**WRITTEN PROBLEM**
Pick out every line below that contains the word "path" and copy each of those lines.

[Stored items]
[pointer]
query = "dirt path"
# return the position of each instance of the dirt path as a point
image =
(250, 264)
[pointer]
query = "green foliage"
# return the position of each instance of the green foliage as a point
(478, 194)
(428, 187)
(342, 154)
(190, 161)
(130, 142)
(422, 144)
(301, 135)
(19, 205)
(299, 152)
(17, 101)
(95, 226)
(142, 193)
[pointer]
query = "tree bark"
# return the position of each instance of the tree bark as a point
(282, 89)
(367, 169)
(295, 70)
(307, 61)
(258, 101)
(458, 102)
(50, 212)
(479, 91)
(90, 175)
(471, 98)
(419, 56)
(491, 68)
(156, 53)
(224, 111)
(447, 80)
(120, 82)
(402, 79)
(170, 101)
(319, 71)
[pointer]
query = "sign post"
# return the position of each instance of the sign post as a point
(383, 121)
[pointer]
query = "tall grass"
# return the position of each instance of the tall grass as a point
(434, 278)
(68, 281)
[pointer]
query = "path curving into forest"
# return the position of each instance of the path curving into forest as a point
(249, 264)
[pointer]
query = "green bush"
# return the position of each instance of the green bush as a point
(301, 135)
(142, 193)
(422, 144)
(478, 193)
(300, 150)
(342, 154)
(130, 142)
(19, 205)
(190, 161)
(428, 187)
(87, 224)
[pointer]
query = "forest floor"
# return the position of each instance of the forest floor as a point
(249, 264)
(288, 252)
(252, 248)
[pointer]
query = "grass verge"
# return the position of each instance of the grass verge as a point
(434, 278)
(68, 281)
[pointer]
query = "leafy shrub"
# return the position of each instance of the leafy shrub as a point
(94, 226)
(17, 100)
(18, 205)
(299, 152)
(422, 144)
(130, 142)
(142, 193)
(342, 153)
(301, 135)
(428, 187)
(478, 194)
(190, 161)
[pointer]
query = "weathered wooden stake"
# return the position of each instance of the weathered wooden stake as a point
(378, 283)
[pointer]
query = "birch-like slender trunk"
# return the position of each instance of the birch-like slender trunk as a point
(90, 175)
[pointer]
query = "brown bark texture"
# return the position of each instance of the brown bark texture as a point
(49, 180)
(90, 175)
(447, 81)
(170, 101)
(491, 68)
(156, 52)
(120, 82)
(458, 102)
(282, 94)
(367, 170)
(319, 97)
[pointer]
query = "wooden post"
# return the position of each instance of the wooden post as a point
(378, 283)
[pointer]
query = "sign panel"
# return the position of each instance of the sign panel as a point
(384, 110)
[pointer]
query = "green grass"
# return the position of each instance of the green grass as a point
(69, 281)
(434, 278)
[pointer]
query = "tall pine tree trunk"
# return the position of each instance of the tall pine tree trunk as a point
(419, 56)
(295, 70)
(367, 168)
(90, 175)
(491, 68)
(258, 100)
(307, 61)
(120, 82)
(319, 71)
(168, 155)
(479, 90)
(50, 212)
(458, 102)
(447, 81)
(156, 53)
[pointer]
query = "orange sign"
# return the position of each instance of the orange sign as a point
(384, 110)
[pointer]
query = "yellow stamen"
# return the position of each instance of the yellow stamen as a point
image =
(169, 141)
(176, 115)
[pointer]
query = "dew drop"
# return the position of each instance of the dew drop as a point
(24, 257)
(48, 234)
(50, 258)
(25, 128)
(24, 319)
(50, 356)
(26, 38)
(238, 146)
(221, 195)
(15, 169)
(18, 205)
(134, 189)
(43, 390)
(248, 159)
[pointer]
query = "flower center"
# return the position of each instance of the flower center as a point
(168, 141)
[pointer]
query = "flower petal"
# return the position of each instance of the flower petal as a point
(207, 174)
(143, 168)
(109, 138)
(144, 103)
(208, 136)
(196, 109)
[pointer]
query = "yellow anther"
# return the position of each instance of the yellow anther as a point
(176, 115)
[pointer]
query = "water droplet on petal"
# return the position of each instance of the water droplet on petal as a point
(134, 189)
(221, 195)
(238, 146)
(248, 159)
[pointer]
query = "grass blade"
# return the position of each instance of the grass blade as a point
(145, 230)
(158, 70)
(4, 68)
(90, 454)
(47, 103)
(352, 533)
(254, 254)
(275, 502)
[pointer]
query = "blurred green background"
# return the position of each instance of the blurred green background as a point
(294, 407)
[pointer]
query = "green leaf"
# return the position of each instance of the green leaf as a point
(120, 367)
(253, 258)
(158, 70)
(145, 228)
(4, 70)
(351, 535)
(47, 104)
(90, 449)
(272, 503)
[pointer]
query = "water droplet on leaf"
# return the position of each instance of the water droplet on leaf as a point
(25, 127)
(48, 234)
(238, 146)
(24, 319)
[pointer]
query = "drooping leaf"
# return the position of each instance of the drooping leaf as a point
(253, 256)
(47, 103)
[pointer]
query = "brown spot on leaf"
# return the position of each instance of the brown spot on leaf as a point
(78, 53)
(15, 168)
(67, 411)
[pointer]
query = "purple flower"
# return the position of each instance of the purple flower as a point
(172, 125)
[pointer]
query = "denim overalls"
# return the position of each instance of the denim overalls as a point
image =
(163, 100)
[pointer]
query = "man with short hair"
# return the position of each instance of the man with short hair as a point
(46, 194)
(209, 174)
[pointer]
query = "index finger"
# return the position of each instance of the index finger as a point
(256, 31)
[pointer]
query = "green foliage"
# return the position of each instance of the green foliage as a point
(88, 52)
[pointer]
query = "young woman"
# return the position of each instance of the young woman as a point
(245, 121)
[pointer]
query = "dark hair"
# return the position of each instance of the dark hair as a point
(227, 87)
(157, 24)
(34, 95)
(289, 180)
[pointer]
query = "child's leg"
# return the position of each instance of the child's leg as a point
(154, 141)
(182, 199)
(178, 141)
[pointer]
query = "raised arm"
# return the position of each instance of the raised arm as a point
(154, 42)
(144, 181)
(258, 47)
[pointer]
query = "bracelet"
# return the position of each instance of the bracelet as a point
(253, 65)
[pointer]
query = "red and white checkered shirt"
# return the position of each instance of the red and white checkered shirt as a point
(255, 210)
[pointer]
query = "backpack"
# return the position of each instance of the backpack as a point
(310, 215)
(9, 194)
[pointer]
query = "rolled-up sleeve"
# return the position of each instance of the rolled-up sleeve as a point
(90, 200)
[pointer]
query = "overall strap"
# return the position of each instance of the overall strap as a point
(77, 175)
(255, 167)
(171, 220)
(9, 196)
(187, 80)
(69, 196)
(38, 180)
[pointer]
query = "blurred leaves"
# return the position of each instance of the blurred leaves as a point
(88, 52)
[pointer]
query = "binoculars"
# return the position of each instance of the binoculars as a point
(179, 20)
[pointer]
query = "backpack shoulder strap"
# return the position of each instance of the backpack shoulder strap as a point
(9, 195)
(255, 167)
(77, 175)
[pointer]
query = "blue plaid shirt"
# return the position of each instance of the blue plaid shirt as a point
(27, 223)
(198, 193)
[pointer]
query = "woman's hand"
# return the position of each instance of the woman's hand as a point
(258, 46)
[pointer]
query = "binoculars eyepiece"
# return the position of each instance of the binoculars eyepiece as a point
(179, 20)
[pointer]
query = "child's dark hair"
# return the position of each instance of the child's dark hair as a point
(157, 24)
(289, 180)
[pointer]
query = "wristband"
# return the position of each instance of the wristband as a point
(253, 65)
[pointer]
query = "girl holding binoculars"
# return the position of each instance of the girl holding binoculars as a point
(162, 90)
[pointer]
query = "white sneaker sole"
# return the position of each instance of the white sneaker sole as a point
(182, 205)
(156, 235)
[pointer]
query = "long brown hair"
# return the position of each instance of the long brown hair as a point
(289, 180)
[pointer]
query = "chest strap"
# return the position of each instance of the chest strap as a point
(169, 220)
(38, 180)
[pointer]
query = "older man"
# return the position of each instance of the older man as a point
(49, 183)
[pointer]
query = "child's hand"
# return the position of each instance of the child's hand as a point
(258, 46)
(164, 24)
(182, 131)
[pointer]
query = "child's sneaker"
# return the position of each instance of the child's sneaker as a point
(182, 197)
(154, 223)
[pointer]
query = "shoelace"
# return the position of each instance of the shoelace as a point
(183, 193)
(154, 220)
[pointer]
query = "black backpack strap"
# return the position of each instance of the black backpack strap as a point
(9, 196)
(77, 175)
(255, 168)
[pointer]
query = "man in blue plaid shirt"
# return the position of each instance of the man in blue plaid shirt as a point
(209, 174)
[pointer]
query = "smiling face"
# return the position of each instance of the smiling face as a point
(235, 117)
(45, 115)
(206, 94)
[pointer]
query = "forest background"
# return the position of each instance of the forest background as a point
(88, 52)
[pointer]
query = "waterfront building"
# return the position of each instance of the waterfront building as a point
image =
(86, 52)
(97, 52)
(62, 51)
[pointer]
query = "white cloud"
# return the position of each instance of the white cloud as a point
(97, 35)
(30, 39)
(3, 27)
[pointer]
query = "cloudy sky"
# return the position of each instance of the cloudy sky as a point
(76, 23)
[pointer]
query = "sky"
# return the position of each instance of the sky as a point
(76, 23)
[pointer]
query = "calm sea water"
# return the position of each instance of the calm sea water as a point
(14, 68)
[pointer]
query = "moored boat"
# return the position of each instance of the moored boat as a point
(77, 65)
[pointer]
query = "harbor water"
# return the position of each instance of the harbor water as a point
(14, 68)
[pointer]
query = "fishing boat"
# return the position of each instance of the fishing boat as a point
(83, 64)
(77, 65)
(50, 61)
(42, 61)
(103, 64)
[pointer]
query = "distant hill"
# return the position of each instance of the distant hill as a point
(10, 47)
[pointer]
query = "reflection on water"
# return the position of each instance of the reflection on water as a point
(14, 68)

**ANSWER IN FULL**
query = "dirt path"
# return the position of each instance of the dirt path as a point
query = "path curving into forest"
# return the position of each instance of the path curving into forest as a point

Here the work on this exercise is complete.